(The task): Write out the entries again exactly as they are given.

--- BEGIN ---

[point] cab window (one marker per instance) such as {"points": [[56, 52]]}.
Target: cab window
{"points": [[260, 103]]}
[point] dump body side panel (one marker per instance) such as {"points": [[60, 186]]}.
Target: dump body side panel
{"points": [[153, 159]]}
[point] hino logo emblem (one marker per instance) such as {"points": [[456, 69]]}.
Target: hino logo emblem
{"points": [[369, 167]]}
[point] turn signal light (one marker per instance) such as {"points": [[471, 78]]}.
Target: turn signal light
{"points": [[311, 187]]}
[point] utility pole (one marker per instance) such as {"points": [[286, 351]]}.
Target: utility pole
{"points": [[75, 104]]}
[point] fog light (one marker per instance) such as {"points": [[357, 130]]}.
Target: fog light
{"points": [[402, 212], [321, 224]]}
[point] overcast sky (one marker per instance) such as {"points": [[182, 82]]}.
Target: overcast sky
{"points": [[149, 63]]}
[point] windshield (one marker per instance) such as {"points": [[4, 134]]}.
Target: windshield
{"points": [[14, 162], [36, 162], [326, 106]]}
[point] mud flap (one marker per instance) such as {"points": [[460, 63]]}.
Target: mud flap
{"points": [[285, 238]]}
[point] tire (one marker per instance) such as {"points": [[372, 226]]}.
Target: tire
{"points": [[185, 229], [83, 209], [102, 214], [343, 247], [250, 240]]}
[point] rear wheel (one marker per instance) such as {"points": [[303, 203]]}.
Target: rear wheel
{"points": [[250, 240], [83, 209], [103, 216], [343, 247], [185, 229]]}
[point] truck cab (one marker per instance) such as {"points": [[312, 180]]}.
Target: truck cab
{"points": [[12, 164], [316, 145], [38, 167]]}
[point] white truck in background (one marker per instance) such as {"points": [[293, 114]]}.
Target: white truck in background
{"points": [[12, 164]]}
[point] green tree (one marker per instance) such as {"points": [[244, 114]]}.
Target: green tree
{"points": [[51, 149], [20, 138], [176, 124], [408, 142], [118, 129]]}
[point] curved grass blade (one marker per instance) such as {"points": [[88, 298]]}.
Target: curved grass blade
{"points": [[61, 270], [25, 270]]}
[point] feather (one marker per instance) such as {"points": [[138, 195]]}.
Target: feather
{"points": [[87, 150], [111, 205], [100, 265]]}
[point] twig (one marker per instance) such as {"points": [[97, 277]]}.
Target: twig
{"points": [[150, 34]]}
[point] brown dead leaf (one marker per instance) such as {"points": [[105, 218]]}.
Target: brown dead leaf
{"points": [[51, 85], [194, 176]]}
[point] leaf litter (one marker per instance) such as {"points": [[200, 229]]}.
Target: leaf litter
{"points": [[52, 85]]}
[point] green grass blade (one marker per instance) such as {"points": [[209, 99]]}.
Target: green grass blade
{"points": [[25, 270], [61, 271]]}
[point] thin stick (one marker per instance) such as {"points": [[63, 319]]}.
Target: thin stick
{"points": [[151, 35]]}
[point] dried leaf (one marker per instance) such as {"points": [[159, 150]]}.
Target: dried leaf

--- END ---

(Reply to the task):
[point] cab window (one marker per instance) such as {"points": [[56, 52]]}.
Target: cab window
{"points": [[260, 103]]}
[point] dump body side panel (one marker per instance) such as {"points": [[60, 186]]}.
Target: dump body side panel
{"points": [[153, 159]]}
[point] hino logo emblem (one marker per instance) such as {"points": [[456, 69]]}.
Target: hino logo emblem
{"points": [[369, 167]]}
[point] turn signal light (one marker per instance) such as {"points": [[471, 78]]}.
Target: turn signal light
{"points": [[311, 187]]}
[point] utility pole (one marker per instance) such as {"points": [[286, 351]]}.
Target: utility pole
{"points": [[75, 104]]}
[point] fog light (one marker per instance) such as {"points": [[357, 130]]}.
Target: fog light
{"points": [[402, 212], [321, 224]]}
[point] overcast sky (one marker per instance) such as {"points": [[182, 82]]}.
Target: overcast sky
{"points": [[149, 63]]}
[point] windshield (one marker per instance) such as {"points": [[4, 134]]}.
Target: windshield
{"points": [[14, 162], [36, 162], [326, 106]]}
[point] mud flap (one marker per instance) such as {"points": [[460, 63]]}.
Target: mud flap
{"points": [[285, 238]]}
[point] tire (one marker per instance) such as {"points": [[372, 226]]}.
Target: tire
{"points": [[185, 229], [83, 209], [102, 214], [343, 247], [250, 240]]}
[point] rear wheel (one marker per instance) such as {"points": [[303, 203]]}.
Target: rear wheel
{"points": [[250, 240], [83, 209], [103, 216], [343, 247], [185, 229]]}
[point] truck cab (one marker per instance) such as {"points": [[312, 180]]}.
Target: truck cab
{"points": [[12, 164], [316, 145], [38, 167]]}
[point] white truck in background (one marker per instance) such as {"points": [[293, 114]]}.
Target: white truck in background
{"points": [[12, 164]]}
[point] green tree (one marker per instance) such as {"points": [[244, 114]]}.
Target: green tree
{"points": [[51, 149], [20, 138], [176, 124], [408, 142], [118, 129]]}
[point] curved grass blade (one marker per instance) such as {"points": [[88, 298]]}.
Target: curved grass blade
{"points": [[61, 270], [25, 270]]}
[point] feather (one marker per instance) such as {"points": [[138, 195]]}.
Target: feather
{"points": [[87, 150], [111, 205], [100, 265]]}
[point] twig (one marker per instance) such as {"points": [[97, 277]]}.
Target: twig
{"points": [[150, 34]]}
[point] brown dead leaf (one marker per instance) such as {"points": [[105, 218]]}.
Target: brown dead leaf
{"points": [[51, 85], [194, 176]]}
[point] leaf litter (one marker per instance) such as {"points": [[200, 229]]}.
Target: leaf litter
{"points": [[52, 85]]}
[point] green grass blade (one marker per instance) such as {"points": [[209, 99]]}.
Target: green grass blade
{"points": [[25, 270], [61, 271]]}
[point] thin stick (one marker per instance) such as {"points": [[63, 319]]}.
Target: thin stick
{"points": [[151, 35]]}
[point] dried leaf (one marker per instance) such as {"points": [[159, 150]]}.
Target: dried leaf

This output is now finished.